• _Aim_
Return every entry exactly.

Records from a collection:
***
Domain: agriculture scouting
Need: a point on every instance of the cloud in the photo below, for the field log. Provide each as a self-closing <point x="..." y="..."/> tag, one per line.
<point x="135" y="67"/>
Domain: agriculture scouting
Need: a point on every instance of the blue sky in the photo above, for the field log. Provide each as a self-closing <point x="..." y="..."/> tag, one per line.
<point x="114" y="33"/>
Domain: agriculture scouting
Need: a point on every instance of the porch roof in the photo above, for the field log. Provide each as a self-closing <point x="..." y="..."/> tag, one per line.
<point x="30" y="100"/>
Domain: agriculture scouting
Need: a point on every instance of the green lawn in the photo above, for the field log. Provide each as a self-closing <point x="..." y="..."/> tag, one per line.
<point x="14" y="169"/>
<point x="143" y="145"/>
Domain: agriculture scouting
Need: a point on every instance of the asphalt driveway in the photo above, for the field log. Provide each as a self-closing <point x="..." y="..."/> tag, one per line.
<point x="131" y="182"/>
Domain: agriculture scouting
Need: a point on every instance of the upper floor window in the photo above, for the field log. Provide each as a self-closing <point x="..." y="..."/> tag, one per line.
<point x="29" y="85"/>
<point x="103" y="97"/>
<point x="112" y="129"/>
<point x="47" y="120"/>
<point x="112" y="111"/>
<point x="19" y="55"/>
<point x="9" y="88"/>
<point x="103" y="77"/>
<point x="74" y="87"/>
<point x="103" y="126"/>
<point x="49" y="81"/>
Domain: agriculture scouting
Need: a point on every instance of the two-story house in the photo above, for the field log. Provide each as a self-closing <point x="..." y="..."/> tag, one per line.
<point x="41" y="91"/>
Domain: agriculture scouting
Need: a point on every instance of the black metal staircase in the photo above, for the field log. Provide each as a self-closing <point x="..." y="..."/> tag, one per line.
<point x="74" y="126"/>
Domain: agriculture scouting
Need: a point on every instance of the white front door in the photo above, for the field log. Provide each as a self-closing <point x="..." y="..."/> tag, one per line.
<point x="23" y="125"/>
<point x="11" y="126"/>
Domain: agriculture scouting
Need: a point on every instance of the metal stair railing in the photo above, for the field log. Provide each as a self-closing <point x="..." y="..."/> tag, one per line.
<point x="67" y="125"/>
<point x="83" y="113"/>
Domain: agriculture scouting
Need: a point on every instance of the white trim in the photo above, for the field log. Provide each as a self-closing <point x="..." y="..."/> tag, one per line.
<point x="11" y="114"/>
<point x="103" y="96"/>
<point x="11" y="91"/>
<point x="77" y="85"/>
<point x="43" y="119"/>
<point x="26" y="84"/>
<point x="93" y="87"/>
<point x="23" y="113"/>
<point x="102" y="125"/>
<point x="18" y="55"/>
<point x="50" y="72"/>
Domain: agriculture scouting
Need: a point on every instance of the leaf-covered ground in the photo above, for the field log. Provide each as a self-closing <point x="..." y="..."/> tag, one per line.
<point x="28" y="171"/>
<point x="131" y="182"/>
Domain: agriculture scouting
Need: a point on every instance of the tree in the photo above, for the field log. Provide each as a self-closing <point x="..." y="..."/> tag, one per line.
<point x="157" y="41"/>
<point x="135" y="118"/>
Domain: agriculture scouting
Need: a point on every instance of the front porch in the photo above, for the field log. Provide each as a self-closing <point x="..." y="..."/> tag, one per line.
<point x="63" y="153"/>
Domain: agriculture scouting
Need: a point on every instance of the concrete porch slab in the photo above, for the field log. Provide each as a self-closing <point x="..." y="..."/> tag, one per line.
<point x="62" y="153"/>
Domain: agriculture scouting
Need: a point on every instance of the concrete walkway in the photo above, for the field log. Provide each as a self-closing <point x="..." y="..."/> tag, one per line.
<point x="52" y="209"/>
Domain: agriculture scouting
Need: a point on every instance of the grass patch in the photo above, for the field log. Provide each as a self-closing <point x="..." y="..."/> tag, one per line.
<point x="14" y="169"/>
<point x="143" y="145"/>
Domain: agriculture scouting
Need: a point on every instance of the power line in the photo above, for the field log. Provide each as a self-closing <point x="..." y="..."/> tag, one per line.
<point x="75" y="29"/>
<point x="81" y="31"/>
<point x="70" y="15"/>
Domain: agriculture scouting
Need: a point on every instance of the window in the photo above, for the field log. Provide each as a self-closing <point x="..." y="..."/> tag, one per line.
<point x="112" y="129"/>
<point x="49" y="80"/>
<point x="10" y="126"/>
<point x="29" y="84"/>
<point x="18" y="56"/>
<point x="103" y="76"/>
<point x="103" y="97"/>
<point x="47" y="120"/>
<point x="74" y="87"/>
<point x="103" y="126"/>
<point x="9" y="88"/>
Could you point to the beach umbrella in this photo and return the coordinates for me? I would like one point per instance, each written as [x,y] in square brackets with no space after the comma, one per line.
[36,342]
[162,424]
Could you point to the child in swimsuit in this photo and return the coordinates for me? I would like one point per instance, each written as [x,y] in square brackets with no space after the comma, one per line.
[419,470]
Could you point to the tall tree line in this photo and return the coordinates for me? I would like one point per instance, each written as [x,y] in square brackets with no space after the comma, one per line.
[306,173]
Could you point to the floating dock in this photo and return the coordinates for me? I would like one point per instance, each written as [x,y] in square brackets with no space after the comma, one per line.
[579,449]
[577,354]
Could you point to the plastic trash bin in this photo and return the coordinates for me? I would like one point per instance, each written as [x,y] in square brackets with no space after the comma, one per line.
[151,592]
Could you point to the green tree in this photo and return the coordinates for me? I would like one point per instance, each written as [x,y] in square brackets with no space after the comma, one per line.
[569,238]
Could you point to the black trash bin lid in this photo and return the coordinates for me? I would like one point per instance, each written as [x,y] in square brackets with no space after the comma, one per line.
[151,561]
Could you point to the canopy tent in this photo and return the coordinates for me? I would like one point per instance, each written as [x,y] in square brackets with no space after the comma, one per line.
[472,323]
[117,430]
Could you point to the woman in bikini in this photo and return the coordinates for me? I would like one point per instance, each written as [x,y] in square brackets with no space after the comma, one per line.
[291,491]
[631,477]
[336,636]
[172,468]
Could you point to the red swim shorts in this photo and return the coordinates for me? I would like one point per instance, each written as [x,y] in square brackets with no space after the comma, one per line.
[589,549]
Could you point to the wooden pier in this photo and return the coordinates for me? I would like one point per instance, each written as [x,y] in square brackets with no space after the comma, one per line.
***
• _Output_
Domain: agriculture scouting
Need: a point on every instance of the cloud in the photo below, for the field log. Provide each as a self-closing <point x="..." y="..."/> tag, one per line.
<point x="135" y="67"/>
Domain: agriculture scouting
Need: a point on every instance of the blue sky in the photo above, for the field log. Provide each as a self-closing <point x="..." y="..."/> tag, one per line.
<point x="114" y="33"/>
Domain: agriculture scouting
Need: a point on every instance of the porch roof in the photo above, for the field log. Provide each as a self-closing <point x="..." y="..."/> tag, one per line.
<point x="30" y="100"/>
Domain: agriculture scouting
Need: a point on every instance of the green lawn in the photo above, for the field log. Provide each as a self-closing <point x="..." y="..."/> tag, one per line.
<point x="14" y="169"/>
<point x="143" y="145"/>
Domain: agriculture scouting
Need: a point on every instance of the asphalt driveway in the photo above, for the field log. Provide each as a self-closing <point x="..." y="..."/> tag, one per line.
<point x="131" y="182"/>
Domain: agriculture scouting
Need: a point on every instance of the upper floor window in the photo above, for the field log. Provide each as a self-closing <point x="..." y="..."/> tag, one per line.
<point x="29" y="85"/>
<point x="103" y="97"/>
<point x="112" y="129"/>
<point x="47" y="120"/>
<point x="112" y="111"/>
<point x="19" y="55"/>
<point x="9" y="88"/>
<point x="103" y="77"/>
<point x="74" y="87"/>
<point x="103" y="126"/>
<point x="49" y="81"/>
Domain: agriculture scouting
Need: a point on every instance of the two-story house in the photo above, for the field log. Provide each as a self-closing <point x="..." y="..."/> tag, one per line.
<point x="41" y="91"/>
Domain: agriculture scouting
Need: a point on every instance of the black metal staircase in the photo above, for the field log. Provide each as a self-closing <point x="..." y="..."/> tag, one per line.
<point x="74" y="126"/>
Domain: agriculture scouting
Need: a point on every instance of the white front door in the photo above, for the field log. Provide each as a self-closing <point x="..." y="..."/> tag, one per line.
<point x="23" y="125"/>
<point x="11" y="126"/>
Domain: agriculture scouting
Need: a point on every instance of the metal stair railing in the photo above, for the field log. Provide each as a self-closing <point x="..." y="..."/> tag, one per line.
<point x="67" y="125"/>
<point x="83" y="113"/>
Domain: agriculture scouting
Need: a point on every instance of the white trim in the photo above, for the field log. Provide each as a self-closing <point x="..." y="..."/> tag, one per line.
<point x="11" y="114"/>
<point x="103" y="96"/>
<point x="11" y="91"/>
<point x="77" y="85"/>
<point x="43" y="119"/>
<point x="26" y="84"/>
<point x="93" y="87"/>
<point x="23" y="113"/>
<point x="102" y="125"/>
<point x="18" y="55"/>
<point x="50" y="72"/>
Domain: agriculture scouting
Need: a point on every instance of the leaf-covered ground in the photo above, for the field log. Provide each as a self-closing <point x="..." y="..."/> tag, one per line.
<point x="28" y="171"/>
<point x="131" y="182"/>
Domain: agriculture scouting
Need: a point on every instance of the tree in the photo above, for the field log. Provide each as a self-closing <point x="..." y="..."/> tag, one per line.
<point x="157" y="41"/>
<point x="135" y="118"/>
Domain: agriculture scouting
Need: a point on every instance of the front porch in the photo above, for the field log. Provide each as a self-closing <point x="..." y="..."/> tag, one per line.
<point x="63" y="153"/>
Domain: agriculture scouting
Need: a point on every instance of the concrete porch slab in the photo above, for the field log. Provide each as a self-closing <point x="..." y="..."/> tag, one per line.
<point x="62" y="153"/>
Domain: agriculture scouting
Need: a point on every instance of the concrete walkway in the photo above, for the field log. Provide each as a self-closing <point x="..." y="..."/> tag, one per line.
<point x="52" y="209"/>
Domain: agriculture scouting
Need: a point on every instance of the grass patch in the photo above, for the field log. Provide each as a self-closing <point x="..." y="..."/> tag, one per line.
<point x="14" y="169"/>
<point x="143" y="145"/>
Domain: agriculture scouting
Need: a point on every instance of the power line in the photo above, for the field log. Provide each as a self-closing <point x="..." y="..."/> tag, one per line.
<point x="75" y="29"/>
<point x="81" y="31"/>
<point x="70" y="15"/>
Domain: agriculture scouting
Need: a point on every instance of the window in the photo above, for the field log. Provide each as a self-closing <point x="..." y="..."/> tag, one per line.
<point x="112" y="129"/>
<point x="49" y="80"/>
<point x="10" y="126"/>
<point x="29" y="84"/>
<point x="18" y="56"/>
<point x="103" y="76"/>
<point x="103" y="97"/>
<point x="47" y="120"/>
<point x="74" y="87"/>
<point x="103" y="126"/>
<point x="9" y="88"/>
Could you point to the beach umbrella in this photo and return the coordinates for me? I would like one point per instance, each written as [x,y] in square brackets with no space after the comma, one per line.
[36,342]
[162,424]
Could you point to the child in swimsuit in this photo and return the coordinates for me? I would like one point per instance, each written as [x,y] in square brackets with no space after the comma, one per line.
[419,470]
Could you point to the tall tree line in this photo and return the coordinates for me? I would like one point per instance, each written as [x,y] in square brackets with no space after the comma, one per line.
[306,173]
Could you point to the floating dock in this photo and return the coordinates for me? I would like one point per instance, each written as [x,y] in square brackets with no space after the comma, one per line.
[579,449]
[577,354]
Could you point to the plastic trash bin in this photo and return the coordinates for me? I would like one point per instance, each written as [x,y] in square brackets with no space after the comma, one per line.
[151,592]
Could you point to the green tree in this photo and return the coordinates for me? I would like one point per instance, each written as [x,y] in square brackets with no space after the comma, one per line.
[569,238]
Could you point to the black trash bin lid in this photo and return the coordinates for me? I would like one point per instance, each written as [x,y] in square brackets with no space after the comma, one per line.
[151,561]
Could you point to the canopy tent in this photo and return the coordinates for me? I would like one point per instance, each written as [x,y] in square brackets with no space after the comma, one per line.
[472,323]
[117,430]
Could you point to the woman in bikini in this photo and return the coordinates for me? I would like one point per instance, each written as [x,y] in square brackets with no space after the comma, one per line.
[291,491]
[631,477]
[336,636]
[172,468]
Could you point to the red swim shorts in this photo and return the coordinates for me? I would like one point per instance, each written as [x,y] in square brackets with no space after the comma, one per line.
[589,549]
Could you point to the wooden pier in this photo and return the coordinates for me? I would like one point per instance, each written as [x,y] in square brackets with no space after the comma, one per line.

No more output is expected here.